Продолжите, пожалуйста, расшифровку радиоэфира о том, принадлежит ли Россия к западной цивилизации, начав сразу после последней приведенной реплики.

_Фрагмент текста_.
___
ПИОНТКОВСКИЙ: Ну, и потом, можно долго дискутировать на тему того, в какой степени Чечня является частью Российской Федерации, какие законы там действуют – Конституции Российской Федерации или шариата. Так почему, скажем, Британия некогда присутствовала на этом пространстве, соперничая с Россией, причем более определённо, нежели сейчас Соединённые Штаты. И, тем не менее, интеграция удалась. Почему? Москве удалось предложить идею миллионам людей, коммунистическую идею. Пусть она была неверной, реализация её была преступной, но это была квазирелигиозная идея, которая привлекла десятки миллионов людей.

НЕКЛЕССА: Андрей, давайте мы тоже послушаем, чем привлекаем людей, чем привлекает наш разговор, "послушаем радиослушателей".

Говорите, вы в прямом эфире. Представьтесь, пожалуйста.

СЛУШАТЕЛЬ: Добрый день, Лев.

НЕКЛЕССА: Добрый вечер, Лев.

СЛУШАТЕЛЬ: Пионтковский сказал, что Россия – это, безусловно, западная цивилизация. Ну, вот к разговору о том, к какой группе принадлежит Россия и так далее, что именно она будет выстраивать. Мне кажется, я впервые имею возможность задать вопрос человеку, который утверждает, что Россия это, безусловно, западная цивилизация. То есть, кучу раз такое слышал, но никогда не слышал доказательства. Я надеюсь, не будут приводиться такие факторы, что это религия, или будут приводиться, но тогда мне объяснят, почему религия столь важна.

Или вот я так понял, что Пионтковский сказал про культуру, что она якобы важна, она определяет, что мы единое цивилизационное пространство с Западом. То есть если в узком смысле культуру понимать, то она у нас одна, но что, собственно, дальше? Вопрос примерно такой. И вообще, фактор культуры, он ведь совершенно очевидно может разделять, может задавать конфигурацию цивилизации, только если нет факторов более высокого уровня. Тогда, соответственно, нужно пройтись сначала хотя бы по ним или доказать что их нет, и они не задают вот эту цивилизацию.

И тогда пусть, если это действительно культура, Пионтковский разъяснит, чем же, собственно, культура важна, и чем она задаёт вот этот вот...

НЕКЛЕССА: Да, и почему она актуальна в данном контексте. Спасибо, Лев.

ПИОНТКОВСКИЙ: Имена Толстого, Достоевского, других русских писателей, композиторов, художников являются культурным багажом любого образованного европейца. Так же, как имена Шекспира, Гёте, Бальзака и масса других авторов являются багажом культурного русского.
___
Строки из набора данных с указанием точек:
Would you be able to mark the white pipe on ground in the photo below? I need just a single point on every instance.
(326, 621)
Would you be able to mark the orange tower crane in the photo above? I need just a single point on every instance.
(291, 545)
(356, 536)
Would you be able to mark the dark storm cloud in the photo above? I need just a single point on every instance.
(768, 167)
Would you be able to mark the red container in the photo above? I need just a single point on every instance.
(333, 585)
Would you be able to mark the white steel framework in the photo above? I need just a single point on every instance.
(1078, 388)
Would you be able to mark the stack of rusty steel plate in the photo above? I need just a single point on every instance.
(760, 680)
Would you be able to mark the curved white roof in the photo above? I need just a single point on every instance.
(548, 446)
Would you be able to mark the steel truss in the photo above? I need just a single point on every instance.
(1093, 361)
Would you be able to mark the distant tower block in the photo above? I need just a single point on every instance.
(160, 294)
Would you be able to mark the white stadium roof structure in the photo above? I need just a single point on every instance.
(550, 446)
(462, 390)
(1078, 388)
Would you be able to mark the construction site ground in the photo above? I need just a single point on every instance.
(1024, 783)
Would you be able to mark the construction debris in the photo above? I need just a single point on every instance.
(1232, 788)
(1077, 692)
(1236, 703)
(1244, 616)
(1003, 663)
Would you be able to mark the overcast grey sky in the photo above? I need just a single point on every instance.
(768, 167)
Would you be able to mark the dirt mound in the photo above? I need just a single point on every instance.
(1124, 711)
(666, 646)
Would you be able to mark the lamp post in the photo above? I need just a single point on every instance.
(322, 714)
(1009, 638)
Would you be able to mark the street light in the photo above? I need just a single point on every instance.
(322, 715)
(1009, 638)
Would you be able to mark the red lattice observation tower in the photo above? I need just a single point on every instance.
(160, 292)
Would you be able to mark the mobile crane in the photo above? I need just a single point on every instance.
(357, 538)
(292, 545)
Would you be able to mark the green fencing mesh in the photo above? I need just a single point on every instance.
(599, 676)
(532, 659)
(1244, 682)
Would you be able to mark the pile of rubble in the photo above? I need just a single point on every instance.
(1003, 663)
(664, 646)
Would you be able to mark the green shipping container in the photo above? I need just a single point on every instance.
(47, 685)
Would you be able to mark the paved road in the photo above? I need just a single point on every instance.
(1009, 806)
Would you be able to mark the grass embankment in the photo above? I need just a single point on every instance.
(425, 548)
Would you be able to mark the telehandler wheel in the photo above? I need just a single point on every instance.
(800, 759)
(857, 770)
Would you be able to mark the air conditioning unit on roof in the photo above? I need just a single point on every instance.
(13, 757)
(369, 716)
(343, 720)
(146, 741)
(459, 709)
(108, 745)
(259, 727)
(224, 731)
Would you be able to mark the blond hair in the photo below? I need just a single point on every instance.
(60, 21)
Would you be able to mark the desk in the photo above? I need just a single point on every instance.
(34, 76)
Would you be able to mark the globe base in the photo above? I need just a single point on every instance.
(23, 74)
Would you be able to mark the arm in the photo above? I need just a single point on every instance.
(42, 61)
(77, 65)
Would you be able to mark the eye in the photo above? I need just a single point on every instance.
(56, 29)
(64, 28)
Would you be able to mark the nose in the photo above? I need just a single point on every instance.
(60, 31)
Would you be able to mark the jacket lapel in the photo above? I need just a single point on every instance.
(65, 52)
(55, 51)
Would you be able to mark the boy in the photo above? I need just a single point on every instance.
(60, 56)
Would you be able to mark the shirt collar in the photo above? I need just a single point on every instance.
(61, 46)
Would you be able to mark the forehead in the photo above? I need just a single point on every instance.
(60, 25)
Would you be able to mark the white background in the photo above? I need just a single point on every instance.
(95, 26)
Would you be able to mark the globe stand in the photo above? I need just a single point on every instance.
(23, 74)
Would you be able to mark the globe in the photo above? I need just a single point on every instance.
___
_Результат выполнения_.
В самом начале я подчеркнул, что вовсе не претендую, что ареал общеевропейской культуры является чем-то превосходящим или более глубоким, чем, скажем, индийская и китайская культура. Там десятки своих гениев, их, наверное, наберется немало за тысячелетия непрерывного существования китайской цивилизации. Больше чем в Европе. Но дело в том, что они для нас чужие. Так же, как чужды китайцам гении России и Европы, которые известны в Китае специалистам, изучающим русскую культуру. А когда мы говорим о культурном единстве народов постсоветского пространства, оно, естественно, более тесное, чем единство общеевропейское.

Тем не менее, все это феномены одного порядка, что невозможно отрицать. Если вы считаете, что какие-то другие факторы более важны для определения геополитической или социально-культурной ориентации, ну, хорошо, расскажите о них, это тоже интересно. Я не претендую ни на что большее, как на подчёркивание того, что есть феномен общеевропейской культуры... Страны, которые принадлежат ей, лучше понимают друг друга, чем, скажем, страны, принадлежащие дальневосточной культуре или лежащие в ареале индийской культуры.

Это, однако, вовсе не означает, что в каких-то геополитических комбинациях Россия обязательно должна дружить с Европой по всем параметрам. Например, Индия, если говорить исключительно о геополитике, гораздо более естественный для нас союзник, чем любая другая страна.

НЕКЛЕССА: Давайте ещё послушаем наших слушателей. Говорите, вы в прямом эфире. Представьтесь, пожалуйста.

СЛУШАТЕЛЬ: Здравствуйте, меня зовут Олег.

НЕКЛЕССА: Добрый вечер, Олег.

СЛУШАТЕЛЬ: Хочу представить две мысли на обсуждение и оценку, если возможно. Первое. На мой взгляд, в рамках России и Союзного государства отсутствует национальное единство. Объединяющим социокультурным фактором был русский язык. Вот в этом смысле Русский мир возможно и мог бы состояться. Но тут другая мысль, тоже моя. Существующая у нас политическая система в качестве модели объединения является крайне непривлекательной. То есть, совершенно ясно, элита... мне больше нравится название "каста", чем "элита".

НЕКЛЕССА: Какое название?

СЛУШАТЕЛЬ: Каста. Так вот, у нас – каста, поскольку "касты" не являются лучшими людьми в том понимании, в котором понятие "элита" существует.

НЕКЛЕССА: Спасибо, Олег. Прокомментируете, Андрей?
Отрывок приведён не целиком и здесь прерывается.